» To do: Output every entry exactly as given.
══════════
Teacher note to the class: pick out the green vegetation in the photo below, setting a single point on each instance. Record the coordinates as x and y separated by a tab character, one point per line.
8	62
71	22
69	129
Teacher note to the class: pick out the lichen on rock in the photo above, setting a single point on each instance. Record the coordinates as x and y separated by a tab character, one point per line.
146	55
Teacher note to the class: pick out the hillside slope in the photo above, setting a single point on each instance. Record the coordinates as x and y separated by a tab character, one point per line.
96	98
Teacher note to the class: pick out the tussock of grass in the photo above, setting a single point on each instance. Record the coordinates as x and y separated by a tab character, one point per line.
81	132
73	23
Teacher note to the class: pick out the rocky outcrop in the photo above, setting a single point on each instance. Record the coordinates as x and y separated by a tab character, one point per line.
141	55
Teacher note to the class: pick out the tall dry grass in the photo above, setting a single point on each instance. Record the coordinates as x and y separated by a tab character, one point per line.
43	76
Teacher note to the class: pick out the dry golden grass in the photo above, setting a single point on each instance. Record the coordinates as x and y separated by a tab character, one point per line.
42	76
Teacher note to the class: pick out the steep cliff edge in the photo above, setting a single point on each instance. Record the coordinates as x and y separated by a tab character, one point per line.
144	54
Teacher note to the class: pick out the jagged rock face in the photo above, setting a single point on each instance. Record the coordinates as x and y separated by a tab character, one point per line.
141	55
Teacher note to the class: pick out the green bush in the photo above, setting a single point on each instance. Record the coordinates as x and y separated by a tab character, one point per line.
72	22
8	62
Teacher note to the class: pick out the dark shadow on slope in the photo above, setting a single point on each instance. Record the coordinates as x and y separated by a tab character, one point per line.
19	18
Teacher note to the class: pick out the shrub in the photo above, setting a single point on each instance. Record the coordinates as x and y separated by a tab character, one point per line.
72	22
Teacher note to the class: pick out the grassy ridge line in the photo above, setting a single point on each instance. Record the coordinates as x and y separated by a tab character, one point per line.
══════════
» Full solution:
Teacher note to the class: pick out the green vegetation in the photo below, setting a single point on each instance. Record the coordinates as x and y separated by a tab character, one point per line.
8	62
71	22
69	129
Teacher note to the class: pick out the lichen on rock in the photo above, setting a single point on each instance. Record the coordinates as x and y separated by a tab character, one point per line.
146	55
Teacher note to the class: pick out the hillside slope in the photo above, setting a single point on each instance. Record the coordinates as x and y separated by a tab character, one point per line.
96	98
Teacher note to the class: pick out the tussock of grass in the photo above, setting a single point on each instance. Record the coordinates as x and y separated by a tab character, one point per line.
81	132
73	23
Teacher note to the class: pick out the rocky outcrop in the photo above, setting a single point on each instance. Record the coordinates as x and y separated by a tab character, one point per line.
141	55
Teacher note to the class: pick out the tall dry grass in the photo above, setting a single point on each instance. Record the coordinates as x and y separated by a tab character, one point per line.
43	76
Teacher note to the class: pick out the dry golden grass in the photo above, setting a single point on each instance. Record the coordinates as x and y separated by a tab character, one point per line.
42	76
Teacher note to the class: pick out the steep cliff edge in the photo above, setting a single point on each instance. Record the coordinates as x and y separated by a tab character, one point per line.
144	54
Teacher note to the class: pick out the jagged rock face in the photo above, setting a single point on each instance. Record the coordinates as x and y separated by a tab character, one point per line.
141	55
Teacher note to the class: pick out the green bush in the photo above, setting a single point on each instance. Record the coordinates as x and y separated by a tab character, one point per line.
72	22
8	62
Teacher note to the class: pick out the dark shadow on slope in the photo above, setting a single point on each instance. Record the coordinates as x and y separated by a tab character, one point per line.
19	18
Teacher note to the class: pick out the shrub in the photo above, setting a single point on each instance. Record the coordinates as x and y separated by a tab character, one point per line.
72	22
Teacher note to the class: pick out the grassy ridge line in the photo above, setting a single point on each instance. Record the coordinates as x and y separated by a tab character, one point per line.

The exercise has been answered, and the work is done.